--- START OF Data records ---

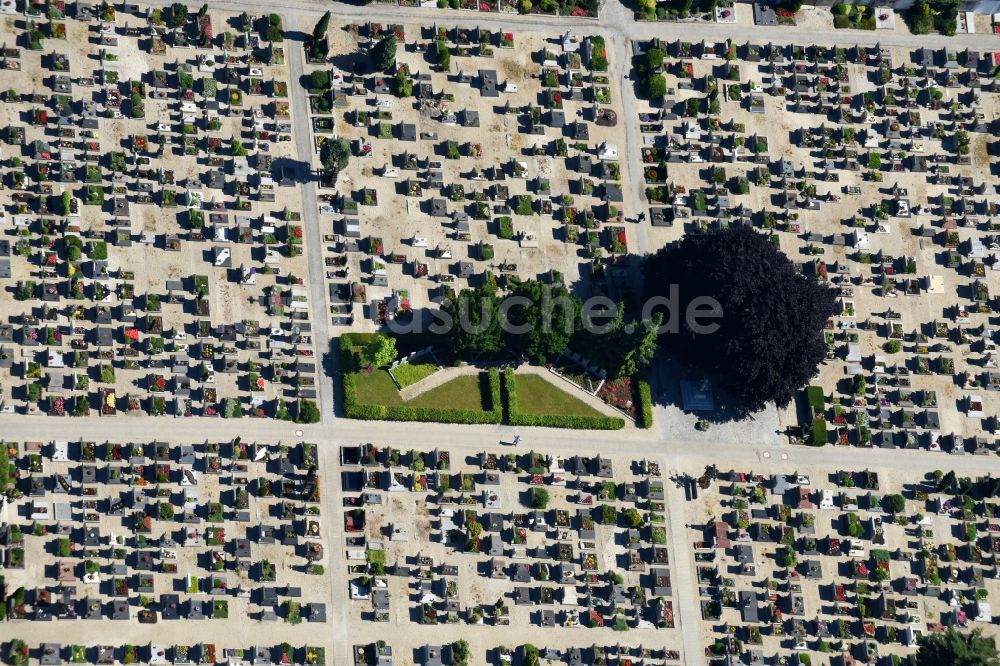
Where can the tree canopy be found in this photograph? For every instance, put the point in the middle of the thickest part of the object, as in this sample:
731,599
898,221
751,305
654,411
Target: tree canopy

--- END OF Data records ---

- Problem to work on -
How many lines of the items above contain the word "canopy", with case counting? Reply with the number alone.

- Exercise output -
2